**GIVEN INSTRUCTION**
Copy the items from the line that has "Target: bee's left antenna" through the end of the items, replacing "wood grain texture" with "wood grain pattern" and keeping everything else the same.

Location labeling items
◇ ◇ ◇ ◇

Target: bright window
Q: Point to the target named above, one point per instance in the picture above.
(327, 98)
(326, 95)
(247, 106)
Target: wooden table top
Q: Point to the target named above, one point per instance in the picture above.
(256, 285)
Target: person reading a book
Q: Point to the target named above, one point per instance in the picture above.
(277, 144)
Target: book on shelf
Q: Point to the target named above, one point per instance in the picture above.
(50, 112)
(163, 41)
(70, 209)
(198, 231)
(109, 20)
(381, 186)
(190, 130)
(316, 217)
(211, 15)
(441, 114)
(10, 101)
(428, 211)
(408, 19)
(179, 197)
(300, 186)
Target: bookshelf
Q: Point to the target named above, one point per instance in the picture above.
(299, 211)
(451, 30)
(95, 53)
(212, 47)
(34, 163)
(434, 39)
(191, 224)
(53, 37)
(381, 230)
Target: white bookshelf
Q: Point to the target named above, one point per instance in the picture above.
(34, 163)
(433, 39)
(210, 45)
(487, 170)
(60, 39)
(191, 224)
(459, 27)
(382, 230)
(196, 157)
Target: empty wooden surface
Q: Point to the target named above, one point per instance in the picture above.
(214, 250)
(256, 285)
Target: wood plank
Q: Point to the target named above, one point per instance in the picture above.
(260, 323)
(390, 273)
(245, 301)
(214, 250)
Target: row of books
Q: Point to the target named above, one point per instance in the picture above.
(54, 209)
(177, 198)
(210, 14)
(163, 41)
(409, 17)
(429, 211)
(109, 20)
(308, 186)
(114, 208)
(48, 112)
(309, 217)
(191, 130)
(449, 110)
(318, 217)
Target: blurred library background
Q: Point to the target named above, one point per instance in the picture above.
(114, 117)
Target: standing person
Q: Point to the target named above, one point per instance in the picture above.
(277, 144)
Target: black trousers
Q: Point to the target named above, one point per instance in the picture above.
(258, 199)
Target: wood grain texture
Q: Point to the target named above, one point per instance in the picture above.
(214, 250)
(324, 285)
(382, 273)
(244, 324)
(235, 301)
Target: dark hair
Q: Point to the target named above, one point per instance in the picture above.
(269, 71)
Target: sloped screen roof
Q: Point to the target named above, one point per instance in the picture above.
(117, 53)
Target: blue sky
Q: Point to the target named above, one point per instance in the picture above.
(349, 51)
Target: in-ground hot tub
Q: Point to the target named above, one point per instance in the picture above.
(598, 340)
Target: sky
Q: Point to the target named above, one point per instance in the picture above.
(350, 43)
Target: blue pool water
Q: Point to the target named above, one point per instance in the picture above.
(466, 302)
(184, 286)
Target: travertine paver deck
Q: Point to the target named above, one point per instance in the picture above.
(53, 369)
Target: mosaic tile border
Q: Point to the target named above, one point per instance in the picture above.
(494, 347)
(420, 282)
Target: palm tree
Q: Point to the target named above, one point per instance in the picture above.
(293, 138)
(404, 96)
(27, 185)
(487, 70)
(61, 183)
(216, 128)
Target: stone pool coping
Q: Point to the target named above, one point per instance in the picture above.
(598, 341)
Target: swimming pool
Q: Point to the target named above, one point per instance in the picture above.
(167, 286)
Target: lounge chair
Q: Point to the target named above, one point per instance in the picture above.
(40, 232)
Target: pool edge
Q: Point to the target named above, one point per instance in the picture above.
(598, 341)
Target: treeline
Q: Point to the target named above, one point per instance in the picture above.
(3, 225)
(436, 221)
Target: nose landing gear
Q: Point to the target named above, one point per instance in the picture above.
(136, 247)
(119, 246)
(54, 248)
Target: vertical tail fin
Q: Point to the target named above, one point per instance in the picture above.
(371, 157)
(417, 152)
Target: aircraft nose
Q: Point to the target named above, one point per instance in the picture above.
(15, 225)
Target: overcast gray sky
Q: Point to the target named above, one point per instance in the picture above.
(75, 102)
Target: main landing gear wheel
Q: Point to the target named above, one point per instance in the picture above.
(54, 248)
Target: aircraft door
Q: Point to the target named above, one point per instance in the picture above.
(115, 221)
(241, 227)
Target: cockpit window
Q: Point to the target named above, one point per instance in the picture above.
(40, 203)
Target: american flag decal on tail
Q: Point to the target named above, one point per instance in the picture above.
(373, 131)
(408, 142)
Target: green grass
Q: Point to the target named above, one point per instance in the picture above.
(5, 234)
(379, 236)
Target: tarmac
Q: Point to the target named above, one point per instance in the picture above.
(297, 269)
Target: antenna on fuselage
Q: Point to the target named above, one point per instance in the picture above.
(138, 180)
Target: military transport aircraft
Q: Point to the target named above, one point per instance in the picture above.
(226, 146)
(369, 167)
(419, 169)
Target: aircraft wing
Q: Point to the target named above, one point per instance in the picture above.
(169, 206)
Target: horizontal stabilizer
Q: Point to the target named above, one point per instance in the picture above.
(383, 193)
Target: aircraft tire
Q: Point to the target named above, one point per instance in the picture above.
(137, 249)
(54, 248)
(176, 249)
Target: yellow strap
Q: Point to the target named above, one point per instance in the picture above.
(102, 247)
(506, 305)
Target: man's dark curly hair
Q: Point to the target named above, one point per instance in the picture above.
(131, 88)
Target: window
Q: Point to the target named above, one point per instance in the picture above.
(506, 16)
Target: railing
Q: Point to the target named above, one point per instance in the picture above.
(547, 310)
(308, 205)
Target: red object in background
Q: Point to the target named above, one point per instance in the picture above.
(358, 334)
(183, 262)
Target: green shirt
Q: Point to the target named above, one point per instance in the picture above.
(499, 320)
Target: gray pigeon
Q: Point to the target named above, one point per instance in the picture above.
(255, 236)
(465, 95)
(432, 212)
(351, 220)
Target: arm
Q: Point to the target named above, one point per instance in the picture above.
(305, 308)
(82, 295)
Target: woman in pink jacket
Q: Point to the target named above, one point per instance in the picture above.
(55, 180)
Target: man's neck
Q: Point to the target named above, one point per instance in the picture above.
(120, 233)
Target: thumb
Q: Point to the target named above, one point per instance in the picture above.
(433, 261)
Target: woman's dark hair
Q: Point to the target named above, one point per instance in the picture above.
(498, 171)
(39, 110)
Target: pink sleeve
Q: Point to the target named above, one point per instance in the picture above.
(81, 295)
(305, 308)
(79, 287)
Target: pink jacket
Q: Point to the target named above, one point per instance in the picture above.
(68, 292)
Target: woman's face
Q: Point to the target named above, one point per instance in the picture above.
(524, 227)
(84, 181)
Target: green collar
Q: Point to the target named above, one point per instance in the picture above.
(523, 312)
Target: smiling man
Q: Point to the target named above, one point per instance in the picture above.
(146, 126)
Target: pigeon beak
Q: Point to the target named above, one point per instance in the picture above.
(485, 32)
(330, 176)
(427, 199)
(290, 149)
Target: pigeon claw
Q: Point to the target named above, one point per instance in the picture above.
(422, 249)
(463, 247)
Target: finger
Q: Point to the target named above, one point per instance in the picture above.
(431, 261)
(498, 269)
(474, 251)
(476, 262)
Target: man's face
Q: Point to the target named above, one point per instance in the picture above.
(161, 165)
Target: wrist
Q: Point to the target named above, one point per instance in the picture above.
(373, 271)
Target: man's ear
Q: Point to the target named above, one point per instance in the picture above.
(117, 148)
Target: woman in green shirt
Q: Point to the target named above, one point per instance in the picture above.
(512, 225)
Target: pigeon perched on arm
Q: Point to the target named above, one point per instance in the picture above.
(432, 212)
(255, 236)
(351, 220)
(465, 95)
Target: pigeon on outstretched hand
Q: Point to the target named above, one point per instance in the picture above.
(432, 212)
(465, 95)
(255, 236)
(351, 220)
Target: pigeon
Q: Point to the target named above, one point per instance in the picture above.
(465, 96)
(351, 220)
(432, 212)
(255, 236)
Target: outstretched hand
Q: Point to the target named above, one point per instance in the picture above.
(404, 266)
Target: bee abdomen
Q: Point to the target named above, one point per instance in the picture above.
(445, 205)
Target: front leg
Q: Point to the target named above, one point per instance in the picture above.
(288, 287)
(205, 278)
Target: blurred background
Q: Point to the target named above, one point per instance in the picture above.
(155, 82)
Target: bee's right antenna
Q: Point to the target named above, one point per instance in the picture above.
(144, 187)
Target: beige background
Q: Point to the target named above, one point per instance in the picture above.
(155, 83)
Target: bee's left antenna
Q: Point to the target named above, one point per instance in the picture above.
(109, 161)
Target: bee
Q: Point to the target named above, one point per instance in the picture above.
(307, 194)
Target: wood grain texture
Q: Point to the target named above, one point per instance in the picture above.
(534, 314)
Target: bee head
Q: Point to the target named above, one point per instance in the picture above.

◇ ◇ ◇ ◇

**FULL OUTPUT**
Target: bee's left antenna
Q: Point to the target named above, one point per instance in the picture above.
(109, 161)
Target: bee
Q: Point to the target named above, one point per instance in the picture above.
(307, 194)
Target: wood grain pattern
Q: Point to the target named above, one point per instance in the picture above.
(534, 314)
Target: bee head
Q: Point to the target named above, one point per instance in the picture above.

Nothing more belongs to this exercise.